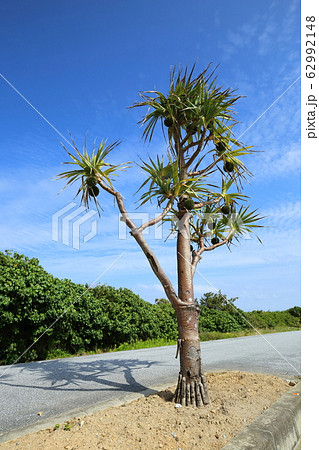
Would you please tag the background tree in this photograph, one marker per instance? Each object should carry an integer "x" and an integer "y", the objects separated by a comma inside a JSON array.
[{"x": 197, "y": 119}]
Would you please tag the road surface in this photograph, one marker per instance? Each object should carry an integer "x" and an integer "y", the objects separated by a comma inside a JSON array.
[{"x": 68, "y": 386}]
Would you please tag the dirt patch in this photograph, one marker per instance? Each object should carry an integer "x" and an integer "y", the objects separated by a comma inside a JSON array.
[{"x": 154, "y": 422}]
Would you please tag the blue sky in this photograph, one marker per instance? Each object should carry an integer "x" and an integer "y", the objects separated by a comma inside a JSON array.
[{"x": 81, "y": 65}]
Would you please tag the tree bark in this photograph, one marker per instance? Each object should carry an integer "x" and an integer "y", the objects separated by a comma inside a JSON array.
[{"x": 191, "y": 387}]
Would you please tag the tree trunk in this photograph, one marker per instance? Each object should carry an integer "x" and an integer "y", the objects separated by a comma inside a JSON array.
[{"x": 192, "y": 387}]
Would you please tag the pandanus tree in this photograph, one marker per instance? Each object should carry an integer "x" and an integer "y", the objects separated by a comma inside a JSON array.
[{"x": 197, "y": 185}]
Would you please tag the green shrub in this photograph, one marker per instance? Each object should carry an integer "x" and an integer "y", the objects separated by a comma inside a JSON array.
[
  {"x": 31, "y": 301},
  {"x": 214, "y": 320}
]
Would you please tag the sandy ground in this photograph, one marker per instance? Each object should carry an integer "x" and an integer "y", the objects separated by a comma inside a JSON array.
[{"x": 154, "y": 422}]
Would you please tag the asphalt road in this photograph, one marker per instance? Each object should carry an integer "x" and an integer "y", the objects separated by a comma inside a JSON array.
[{"x": 73, "y": 385}]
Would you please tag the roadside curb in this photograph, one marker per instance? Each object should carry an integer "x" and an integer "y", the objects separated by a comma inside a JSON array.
[{"x": 278, "y": 428}]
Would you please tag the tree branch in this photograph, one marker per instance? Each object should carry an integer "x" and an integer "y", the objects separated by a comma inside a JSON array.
[{"x": 198, "y": 254}]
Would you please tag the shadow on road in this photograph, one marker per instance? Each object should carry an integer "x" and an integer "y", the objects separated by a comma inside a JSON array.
[{"x": 72, "y": 375}]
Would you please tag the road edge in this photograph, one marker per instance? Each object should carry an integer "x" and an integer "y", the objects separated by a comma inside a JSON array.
[{"x": 278, "y": 428}]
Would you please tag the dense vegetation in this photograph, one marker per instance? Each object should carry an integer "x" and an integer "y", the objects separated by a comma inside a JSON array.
[{"x": 58, "y": 317}]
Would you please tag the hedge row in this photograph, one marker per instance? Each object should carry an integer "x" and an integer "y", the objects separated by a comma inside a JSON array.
[{"x": 49, "y": 315}]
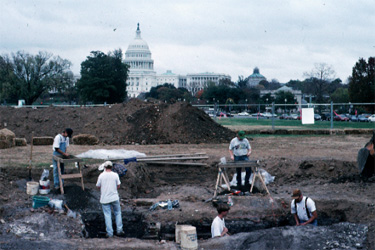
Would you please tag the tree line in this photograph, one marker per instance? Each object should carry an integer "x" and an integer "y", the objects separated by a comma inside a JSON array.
[{"x": 103, "y": 79}]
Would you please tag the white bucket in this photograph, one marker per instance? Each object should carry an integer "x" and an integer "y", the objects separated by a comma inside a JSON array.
[
  {"x": 32, "y": 187},
  {"x": 188, "y": 236},
  {"x": 177, "y": 233},
  {"x": 44, "y": 187}
]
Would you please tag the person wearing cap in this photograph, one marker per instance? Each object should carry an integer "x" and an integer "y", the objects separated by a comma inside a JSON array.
[
  {"x": 303, "y": 208},
  {"x": 218, "y": 228},
  {"x": 366, "y": 159},
  {"x": 240, "y": 150},
  {"x": 60, "y": 146},
  {"x": 108, "y": 183}
]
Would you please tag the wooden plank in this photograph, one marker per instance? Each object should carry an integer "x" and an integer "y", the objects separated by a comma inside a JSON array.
[
  {"x": 243, "y": 164},
  {"x": 174, "y": 158},
  {"x": 177, "y": 163},
  {"x": 71, "y": 176},
  {"x": 164, "y": 156},
  {"x": 68, "y": 160}
]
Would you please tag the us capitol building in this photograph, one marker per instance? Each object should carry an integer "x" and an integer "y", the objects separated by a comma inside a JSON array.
[{"x": 142, "y": 76}]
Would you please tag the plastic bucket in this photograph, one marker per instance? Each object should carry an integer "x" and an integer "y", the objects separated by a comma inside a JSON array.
[
  {"x": 177, "y": 233},
  {"x": 32, "y": 187},
  {"x": 44, "y": 187},
  {"x": 188, "y": 236},
  {"x": 40, "y": 201}
]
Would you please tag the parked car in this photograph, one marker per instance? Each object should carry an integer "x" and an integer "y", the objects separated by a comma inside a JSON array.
[
  {"x": 243, "y": 114},
  {"x": 341, "y": 118},
  {"x": 371, "y": 118},
  {"x": 353, "y": 118},
  {"x": 294, "y": 117},
  {"x": 317, "y": 117},
  {"x": 269, "y": 115},
  {"x": 284, "y": 116},
  {"x": 326, "y": 117},
  {"x": 362, "y": 118},
  {"x": 257, "y": 115}
]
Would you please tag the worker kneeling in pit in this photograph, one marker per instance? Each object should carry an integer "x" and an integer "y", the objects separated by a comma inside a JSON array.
[
  {"x": 304, "y": 210},
  {"x": 218, "y": 228}
]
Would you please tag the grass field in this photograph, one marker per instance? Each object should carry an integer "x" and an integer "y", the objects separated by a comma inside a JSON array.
[{"x": 293, "y": 123}]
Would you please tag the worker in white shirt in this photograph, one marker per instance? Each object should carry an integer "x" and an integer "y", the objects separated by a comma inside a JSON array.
[
  {"x": 304, "y": 210},
  {"x": 218, "y": 228}
]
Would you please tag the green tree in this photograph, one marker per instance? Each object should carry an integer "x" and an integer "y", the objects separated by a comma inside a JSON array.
[
  {"x": 168, "y": 93},
  {"x": 281, "y": 96},
  {"x": 362, "y": 82},
  {"x": 26, "y": 76},
  {"x": 242, "y": 82},
  {"x": 221, "y": 93},
  {"x": 103, "y": 78},
  {"x": 318, "y": 80},
  {"x": 341, "y": 95}
]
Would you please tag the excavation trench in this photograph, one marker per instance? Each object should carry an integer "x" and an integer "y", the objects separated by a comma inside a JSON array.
[{"x": 137, "y": 226}]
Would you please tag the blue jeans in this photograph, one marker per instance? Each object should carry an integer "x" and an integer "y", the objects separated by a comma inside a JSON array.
[
  {"x": 239, "y": 170},
  {"x": 56, "y": 181},
  {"x": 108, "y": 217},
  {"x": 314, "y": 223}
]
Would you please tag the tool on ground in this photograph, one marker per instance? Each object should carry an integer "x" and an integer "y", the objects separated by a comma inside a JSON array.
[
  {"x": 31, "y": 155},
  {"x": 71, "y": 159},
  {"x": 176, "y": 159}
]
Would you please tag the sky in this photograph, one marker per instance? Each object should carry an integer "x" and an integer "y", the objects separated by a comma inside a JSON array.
[{"x": 283, "y": 38}]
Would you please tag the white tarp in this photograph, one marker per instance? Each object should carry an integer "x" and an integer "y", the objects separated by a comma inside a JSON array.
[
  {"x": 106, "y": 154},
  {"x": 266, "y": 177},
  {"x": 307, "y": 116}
]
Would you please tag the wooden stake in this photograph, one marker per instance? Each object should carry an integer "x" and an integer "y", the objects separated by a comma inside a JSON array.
[{"x": 31, "y": 154}]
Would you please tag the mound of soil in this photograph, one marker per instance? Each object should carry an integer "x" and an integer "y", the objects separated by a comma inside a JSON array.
[{"x": 133, "y": 122}]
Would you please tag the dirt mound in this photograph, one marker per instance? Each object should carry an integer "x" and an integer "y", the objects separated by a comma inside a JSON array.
[
  {"x": 133, "y": 122},
  {"x": 85, "y": 139},
  {"x": 312, "y": 171},
  {"x": 6, "y": 138}
]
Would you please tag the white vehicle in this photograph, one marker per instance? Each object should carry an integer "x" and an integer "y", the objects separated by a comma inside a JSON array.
[
  {"x": 268, "y": 115},
  {"x": 371, "y": 118},
  {"x": 243, "y": 114}
]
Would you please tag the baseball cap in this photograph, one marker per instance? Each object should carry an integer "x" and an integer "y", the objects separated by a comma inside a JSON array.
[
  {"x": 241, "y": 134},
  {"x": 296, "y": 193}
]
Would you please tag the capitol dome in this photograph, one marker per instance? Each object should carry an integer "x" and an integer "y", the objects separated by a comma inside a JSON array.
[
  {"x": 138, "y": 54},
  {"x": 138, "y": 44},
  {"x": 255, "y": 78}
]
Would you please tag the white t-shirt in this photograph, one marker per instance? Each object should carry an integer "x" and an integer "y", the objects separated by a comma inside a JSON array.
[
  {"x": 301, "y": 209},
  {"x": 239, "y": 147},
  {"x": 108, "y": 182},
  {"x": 217, "y": 227},
  {"x": 59, "y": 139}
]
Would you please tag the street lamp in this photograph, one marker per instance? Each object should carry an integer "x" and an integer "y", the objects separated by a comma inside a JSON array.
[{"x": 285, "y": 106}]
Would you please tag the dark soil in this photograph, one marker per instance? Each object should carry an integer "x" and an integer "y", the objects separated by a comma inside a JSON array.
[{"x": 133, "y": 122}]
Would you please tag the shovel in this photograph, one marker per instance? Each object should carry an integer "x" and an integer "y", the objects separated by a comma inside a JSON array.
[{"x": 70, "y": 213}]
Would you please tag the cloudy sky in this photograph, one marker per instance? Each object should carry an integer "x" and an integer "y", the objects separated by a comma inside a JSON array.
[{"x": 284, "y": 38}]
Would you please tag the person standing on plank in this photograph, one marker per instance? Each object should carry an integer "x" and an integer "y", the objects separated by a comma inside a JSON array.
[
  {"x": 218, "y": 228},
  {"x": 60, "y": 146},
  {"x": 240, "y": 150},
  {"x": 108, "y": 183}
]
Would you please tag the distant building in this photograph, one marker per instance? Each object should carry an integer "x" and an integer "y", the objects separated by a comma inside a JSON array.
[
  {"x": 197, "y": 82},
  {"x": 178, "y": 81},
  {"x": 142, "y": 76},
  {"x": 255, "y": 78},
  {"x": 296, "y": 93},
  {"x": 141, "y": 72}
]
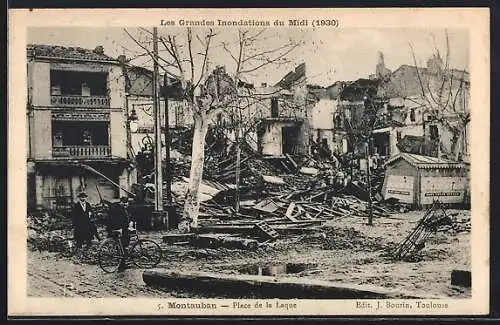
───
The copy should begin at the line containing "Would you please tag the person standing" and end at the last line of the data above; please restate those lines word for word without the pictures.

◆ **ANSWER TO THE PROBLEM**
Would you please tag the person standing on plank in this photograph, one marker per instance? Each object should carry an integer "x" and an integer "y", the objects separated by a comma inside a JSON array.
[
  {"x": 218, "y": 228},
  {"x": 60, "y": 146},
  {"x": 240, "y": 150},
  {"x": 108, "y": 183}
]
Would you please tag the distant building in this photograph, one marker per instance? Each object should carry an integer "x" and an integer "y", the objects separated by a comma inside a JSON array.
[
  {"x": 197, "y": 82},
  {"x": 178, "y": 81},
  {"x": 142, "y": 76},
  {"x": 255, "y": 78},
  {"x": 296, "y": 93},
  {"x": 141, "y": 72}
]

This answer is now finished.